[Source data]
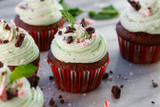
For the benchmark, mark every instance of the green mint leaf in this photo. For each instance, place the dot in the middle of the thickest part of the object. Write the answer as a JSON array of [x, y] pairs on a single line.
[[108, 12], [69, 17], [23, 71]]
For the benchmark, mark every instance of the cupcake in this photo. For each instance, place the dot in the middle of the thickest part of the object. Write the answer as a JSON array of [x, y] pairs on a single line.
[[78, 58], [41, 18], [139, 32], [19, 93], [16, 46]]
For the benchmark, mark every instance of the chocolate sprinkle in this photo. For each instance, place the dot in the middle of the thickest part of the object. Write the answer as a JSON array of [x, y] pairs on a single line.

**What is being asked:**
Word for word, quote the full listing, omitting every picture.

**The solution:**
For the benchmark, mark every instance of the green mint leaf in this photo. For each instance, place the dot in the middle of the thickest part of the object. Write the answer as a JSON array of [x, y] pairs on a single line.
[[108, 12], [69, 17], [23, 71]]
For the benchmark, mark every instance of the cupcake in this photo. For each instance, place the dot in the middle of the thickest part of the object. Write the answer as a JSON array of [x, y] pairs on a single line.
[[78, 58], [41, 18], [139, 32], [19, 93], [16, 46]]
For the benchmark, mark every instance of the chocolate sprinkle in this photo. For each instance, place the dot in the middle of the thickest part of the object. Write the answer as a JSON array of [x, y] pairs on a single line.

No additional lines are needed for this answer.